▸ Instruksi A
Jawablah pertanyaan berikut berdasarkan teks tentang Six Sigma.
(i) Berapa lama mata kuliah Six Sigma dipelajari di Prodi Teknik Industri UII?
(ii) Berapa banyak mahasiswa yang mengikuti acara Kuliah Pakar tersebut?
(iii) Jabatan apa yang diduduki Taat Mulyono di perusahaan tempatnya bekerja?
▸ Instruksi B
Teruskan teks tentang Six Sigma, dimulai sesudah kalimat terakhir yang tercantum.
___ Teks Sumber
Produksi Tanpa Cacat dengan Six Sigma

Dari masa ke masa, industri terus berkembang dengan begitu pesat. Kemajuan teknologi yang ada mendorong dunia industri berkerja secara optimal dan cepat. Segala hal dalam proses produksi diupayakan berlangsung seefisien mungkin dan tanpa cacat, sehingga keuntungan maksimal dapat diperoleh. Berbagai metodologi perbaikan berkelanjutan pun bermunculan dan banyak dimanfaatkan oleh industri berskala besar, Six Sigma salah satunya.

Sebagai salah satu upaya memberikan bekal bagi mahasiswanya sebelum terjun di dunia kerja, Program Studi (Prodi) Teknik Industri Universitas Islam Indonesia (UII) telah menjadikan Six Sigma sebagai mata kuliah tersendiri yang dipelajari dalam satu semester. Agar memahami lebih jauh implementasinya, Prodi Teknik Industri mengundang Taat Mulyono, S.T., M.T. selaku praktisi dalam acara bertajuk Kuliah Pakar pada Sabtu (27/6) yang diikuti 60 orang lebih mahasiswa prodi tersebut. ‘Six Sigma Implementation in Real Workplace: Sharing from Practitioner’ menjadi judul yang diangkat pada kesempatan ini.

Di awal perbincangan, ia mengapresiasi pemberian ilmu seperti Six Sigma kepada mahasiswa. “Tantangannya adalah, tools ini (Six Sigma dan metodologi lain sejenis) tidak mudah didapat begitu saja. Kenapa? Karena secara umum ilmu-ilmu ini tidak banyak diajarkan di kampus. Mungkin beberapa kampus, seperti UII menurut saya sudah maju sekali. Jadi ini perlu teman-teman syukuri,” ucapnya.

Ketertarikan Taat Mulyono dalam perbaikan dan penyempurnaan produksi perusahaan membawanya menduduki jabatan Head of Manufacturing Excellences di salah satu perusahaan multinasional ternama di bidang pangan. Ia pun bergelut dengan berbagai metodologi perbaikan berkelanjutan, seperti Six Sigma. “Operasi (perusahaan) penting, tapi perbaikan dan juga edukasi untuk karyawan itu menjadi hal yang sangat menarik buat saya,” ungkapnya.
______
___ Baris Data
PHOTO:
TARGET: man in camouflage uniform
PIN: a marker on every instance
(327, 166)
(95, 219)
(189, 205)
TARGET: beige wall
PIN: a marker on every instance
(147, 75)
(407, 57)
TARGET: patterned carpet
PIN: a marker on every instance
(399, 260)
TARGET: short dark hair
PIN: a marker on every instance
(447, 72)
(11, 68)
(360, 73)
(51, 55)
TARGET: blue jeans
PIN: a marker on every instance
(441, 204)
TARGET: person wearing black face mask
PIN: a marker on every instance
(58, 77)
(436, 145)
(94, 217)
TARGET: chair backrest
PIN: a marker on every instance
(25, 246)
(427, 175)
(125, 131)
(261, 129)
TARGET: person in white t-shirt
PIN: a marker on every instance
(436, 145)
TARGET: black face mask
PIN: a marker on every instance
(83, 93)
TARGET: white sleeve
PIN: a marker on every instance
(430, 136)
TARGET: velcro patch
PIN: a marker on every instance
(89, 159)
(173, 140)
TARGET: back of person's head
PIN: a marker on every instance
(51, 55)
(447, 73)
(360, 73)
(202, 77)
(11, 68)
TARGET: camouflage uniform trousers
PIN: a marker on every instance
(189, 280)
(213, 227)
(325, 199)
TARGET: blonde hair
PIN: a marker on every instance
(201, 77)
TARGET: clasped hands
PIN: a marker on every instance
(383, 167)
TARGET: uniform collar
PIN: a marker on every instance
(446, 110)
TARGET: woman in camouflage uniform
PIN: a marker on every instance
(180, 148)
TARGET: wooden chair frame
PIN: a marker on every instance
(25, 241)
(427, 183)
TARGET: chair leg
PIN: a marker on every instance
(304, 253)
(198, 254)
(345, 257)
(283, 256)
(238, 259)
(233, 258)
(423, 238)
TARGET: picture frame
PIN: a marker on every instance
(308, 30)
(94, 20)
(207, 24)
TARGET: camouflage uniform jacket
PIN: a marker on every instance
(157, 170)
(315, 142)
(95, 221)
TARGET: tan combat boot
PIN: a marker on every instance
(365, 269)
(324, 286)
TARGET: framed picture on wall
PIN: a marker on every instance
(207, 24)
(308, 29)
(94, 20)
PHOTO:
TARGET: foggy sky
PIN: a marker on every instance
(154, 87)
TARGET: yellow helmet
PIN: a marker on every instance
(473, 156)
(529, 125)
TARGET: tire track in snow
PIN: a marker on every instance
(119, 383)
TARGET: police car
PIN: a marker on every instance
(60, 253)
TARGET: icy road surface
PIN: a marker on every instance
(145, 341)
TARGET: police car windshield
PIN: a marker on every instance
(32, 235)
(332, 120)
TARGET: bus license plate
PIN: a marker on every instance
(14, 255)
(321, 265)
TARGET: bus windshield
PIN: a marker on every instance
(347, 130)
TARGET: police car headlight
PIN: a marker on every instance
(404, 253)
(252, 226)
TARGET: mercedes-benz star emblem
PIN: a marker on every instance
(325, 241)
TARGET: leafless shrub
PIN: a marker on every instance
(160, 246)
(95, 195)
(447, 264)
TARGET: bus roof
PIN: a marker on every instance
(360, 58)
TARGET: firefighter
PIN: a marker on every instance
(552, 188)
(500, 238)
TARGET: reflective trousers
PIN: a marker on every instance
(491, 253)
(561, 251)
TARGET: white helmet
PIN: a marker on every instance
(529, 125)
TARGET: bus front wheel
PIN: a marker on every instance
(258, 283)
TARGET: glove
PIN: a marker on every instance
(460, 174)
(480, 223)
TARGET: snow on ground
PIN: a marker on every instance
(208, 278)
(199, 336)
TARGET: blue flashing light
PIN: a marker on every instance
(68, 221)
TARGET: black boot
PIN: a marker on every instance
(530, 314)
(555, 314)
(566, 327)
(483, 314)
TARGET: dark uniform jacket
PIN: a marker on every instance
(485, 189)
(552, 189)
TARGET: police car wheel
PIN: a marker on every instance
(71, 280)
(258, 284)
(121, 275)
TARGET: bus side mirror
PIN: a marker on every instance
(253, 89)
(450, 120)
______
▸ Hasil Tugas A
(i) Satu semester.
(ii) Lebih dari 60 orang mahasiswa.
(iii) Head of Manufacturing Excellences di salah satu perusahaan multinasional ternama di bidang pangan.

▸ Hasil Tugas B
Penamaan angka enam pada istilah Six Sigma sendiri berasal dari banyaknya tingkatan yang ada. Tiap tingkatan menggambarkan jumlah deviasi atau cacat dari sejumlah produk yang dibuat. Sigma pada tingkat keenam menunjukkan tingkat deviasi terendah dengan potensi kegagalan produk sejumlah 3,4 dari satu juta unit. Sehingga, semakin tinggi tingkat sigma, maka semakin baik produk yang dihasilkan, karena kecilnya peluang kegagalan produksi.

Fase-fase pada Six Sigma dikenal dengan DMAIC, singkatan dari Define, Measure, Analyze, Improve, dan Control. Hal ini disebutnya sebagai ‘core of the core’ karena jalannya proses pada Six Sigma didasari oleh fase tersebut. Tahapan ini dilakukan berurut satu per satu.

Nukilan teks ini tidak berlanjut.